Source text ▸

2000-09-05 Thread Kip Rugger

Bill Anderson  [EMAIL PROTECTED] wrote:
Kip Rugger wrote:
 
 Chris McDonough  [EMAIL PROTECTED] wrote:
 Aplogies for the ignorance, but can you maybe explain the concept
 of supplemental group ids and give an example of how the current unpatched
 behavior could be subverted?
 
 I can try...
 
 Supplemental gids are useful for allowing a user to belong to more
 than one group, or maybe to more than one project in normal parlance.
 This is normally effected by listing the uid opposite more than one
 group in /etc/group.  The login process issues the initgroups(3) call
 to install these supplemental groups, which are inherited by all
 processes forked from the login shell.

Given instruction 1 ▸
Reproduce the mailing list excerpt on supplemental group IDs word for word, from its first line to its last.

Entries provided ▸
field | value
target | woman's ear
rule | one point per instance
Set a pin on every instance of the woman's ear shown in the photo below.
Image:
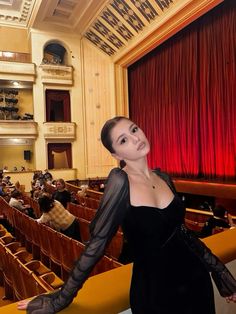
(116, 156)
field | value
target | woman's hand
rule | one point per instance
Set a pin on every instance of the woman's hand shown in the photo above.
(22, 305)
(231, 298)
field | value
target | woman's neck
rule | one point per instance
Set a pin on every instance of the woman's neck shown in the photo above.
(138, 168)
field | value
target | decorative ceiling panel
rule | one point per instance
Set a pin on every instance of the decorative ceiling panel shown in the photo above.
(122, 20)
(16, 12)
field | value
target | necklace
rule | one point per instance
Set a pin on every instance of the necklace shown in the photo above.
(146, 178)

Given instruction 2 ▸
Copy all of the records that follow the mailing list excerpt, line for line and unchanged, but omit the pictures.

Full solution 1 ▸
2000-09-05 Thread Kip Rugger

Bill Anderson  [EMAIL PROTECTED] wrote:
Kip Rugger wrote:
 
 Chris McDonough  [EMAIL PROTECTED] wrote:
 Aplogies for the ignorance, but can you maybe explain the concept
 of supplemental group ids and give an example of how the current unpatched
 behavior could be subverted?
 
 I can try...
 
 Supplemental gids are useful for allowing a user to belong to more
 than one group, or maybe to more than one project in normal parlance.
 This is normally effected by listing the uid opposite more than one
 group in /etc/group.  The login process issues the initgroups(3) call
 to install these supplemental groups, which are inherited by all
 processes forked from the login shell.

Full solution 2 ▸
field | value
target | woman's ear
rule | one point per instance
Set a pin on every instance of the woman's ear shown in the photo below.
Image:
(116, 156)
field | value
target | woman's hand
rule | one point per instance
Set a pin on every instance of the woman's hand shown in the photo above.
(22, 305)
(231, 298)
field | value
target | woman's neck
rule | one point per instance
Set a pin on every instance of the woman's neck shown in the photo above.
(138, 168)
field | value
target | decorative ceiling panel
rule | one point per instance
Set a pin on every instance of the decorative ceiling panel shown in the photo above.
(122, 20)
(16, 12)
field | value
target | necklace
rule | one point per instance
Set a pin on every instance of the necklace shown in the photo above.
(146, 178)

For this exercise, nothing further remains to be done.